• TASK REQUIREMENTS:
Could you reproduce the data below word for word, keeping every line unchanged?

* BEGIN *

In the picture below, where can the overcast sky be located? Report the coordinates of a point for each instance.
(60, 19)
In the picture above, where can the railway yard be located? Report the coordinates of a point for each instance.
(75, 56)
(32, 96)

* END *

• ANSWER TO THIS PROBLEM:
In the picture below, where can the overcast sky be located? Report the coordinates of a point for each instance.
(60, 19)
In the picture above, where can the railway yard be located? Report the coordinates of a point for each instance.
(75, 56)
(32, 96)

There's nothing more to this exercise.